SUPPLIED RECORDS:
* * * *
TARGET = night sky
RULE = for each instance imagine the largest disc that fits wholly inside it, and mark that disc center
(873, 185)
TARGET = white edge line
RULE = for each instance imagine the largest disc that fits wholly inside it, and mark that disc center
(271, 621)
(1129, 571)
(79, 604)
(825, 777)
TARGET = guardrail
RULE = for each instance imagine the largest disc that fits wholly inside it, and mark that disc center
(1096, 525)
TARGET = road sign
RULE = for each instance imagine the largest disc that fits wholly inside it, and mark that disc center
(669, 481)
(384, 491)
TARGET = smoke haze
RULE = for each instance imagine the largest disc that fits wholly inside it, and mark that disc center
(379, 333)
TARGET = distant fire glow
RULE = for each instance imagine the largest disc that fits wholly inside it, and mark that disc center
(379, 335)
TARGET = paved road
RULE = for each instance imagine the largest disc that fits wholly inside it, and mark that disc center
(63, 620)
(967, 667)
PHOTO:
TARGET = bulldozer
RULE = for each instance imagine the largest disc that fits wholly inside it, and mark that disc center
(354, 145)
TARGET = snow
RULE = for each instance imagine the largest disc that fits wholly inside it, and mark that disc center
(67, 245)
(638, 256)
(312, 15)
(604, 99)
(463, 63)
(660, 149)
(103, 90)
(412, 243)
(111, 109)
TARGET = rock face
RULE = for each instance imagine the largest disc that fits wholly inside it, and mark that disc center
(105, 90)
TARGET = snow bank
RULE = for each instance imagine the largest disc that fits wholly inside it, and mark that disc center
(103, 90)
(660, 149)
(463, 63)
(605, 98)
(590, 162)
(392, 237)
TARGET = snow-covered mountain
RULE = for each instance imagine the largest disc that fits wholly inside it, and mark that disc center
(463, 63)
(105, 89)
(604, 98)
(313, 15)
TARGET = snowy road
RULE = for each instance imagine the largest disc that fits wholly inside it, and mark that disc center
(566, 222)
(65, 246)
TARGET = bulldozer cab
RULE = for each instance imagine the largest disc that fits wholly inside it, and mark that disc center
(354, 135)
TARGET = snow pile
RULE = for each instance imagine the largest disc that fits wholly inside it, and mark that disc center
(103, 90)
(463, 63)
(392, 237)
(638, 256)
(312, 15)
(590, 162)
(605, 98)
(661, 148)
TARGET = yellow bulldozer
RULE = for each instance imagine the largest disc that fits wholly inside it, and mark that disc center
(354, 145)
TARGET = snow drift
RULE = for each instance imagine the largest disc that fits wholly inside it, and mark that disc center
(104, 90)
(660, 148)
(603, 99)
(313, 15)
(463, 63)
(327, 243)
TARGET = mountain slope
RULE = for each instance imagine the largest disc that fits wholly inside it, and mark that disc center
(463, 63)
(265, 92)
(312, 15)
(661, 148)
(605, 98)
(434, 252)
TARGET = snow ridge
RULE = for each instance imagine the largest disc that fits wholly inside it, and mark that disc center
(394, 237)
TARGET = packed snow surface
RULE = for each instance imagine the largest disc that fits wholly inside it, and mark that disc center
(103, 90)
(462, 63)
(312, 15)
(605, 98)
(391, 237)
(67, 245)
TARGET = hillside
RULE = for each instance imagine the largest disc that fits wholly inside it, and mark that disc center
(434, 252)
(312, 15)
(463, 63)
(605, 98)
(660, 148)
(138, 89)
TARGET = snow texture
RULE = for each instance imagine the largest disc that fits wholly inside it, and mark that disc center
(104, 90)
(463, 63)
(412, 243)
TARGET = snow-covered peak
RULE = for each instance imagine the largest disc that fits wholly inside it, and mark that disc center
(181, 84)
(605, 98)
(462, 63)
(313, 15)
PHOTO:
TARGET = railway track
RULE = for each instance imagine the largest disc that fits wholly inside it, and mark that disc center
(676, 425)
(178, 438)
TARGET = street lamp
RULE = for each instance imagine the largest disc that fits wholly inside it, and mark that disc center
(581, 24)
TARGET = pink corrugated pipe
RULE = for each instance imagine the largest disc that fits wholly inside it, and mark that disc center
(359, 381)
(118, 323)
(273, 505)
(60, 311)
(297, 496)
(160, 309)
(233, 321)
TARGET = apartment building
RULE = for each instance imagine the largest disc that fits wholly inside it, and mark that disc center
* * * *
Please copy the records word for word, starting at the line that contains "TARGET = pink corrugated pipe" and ending at the last line of the records.

SOLUTION TO THIS PROBLEM:
TARGET = pink corrugated pipe
RULE = for each instance imagine the largest disc that fits wholly inside it, and mark that disc center
(359, 381)
(118, 323)
(273, 505)
(60, 311)
(297, 496)
(160, 309)
(233, 321)
TARGET = apartment building
RULE = for each instance imagine the largest disc that fits wholly inside it, and mark that disc center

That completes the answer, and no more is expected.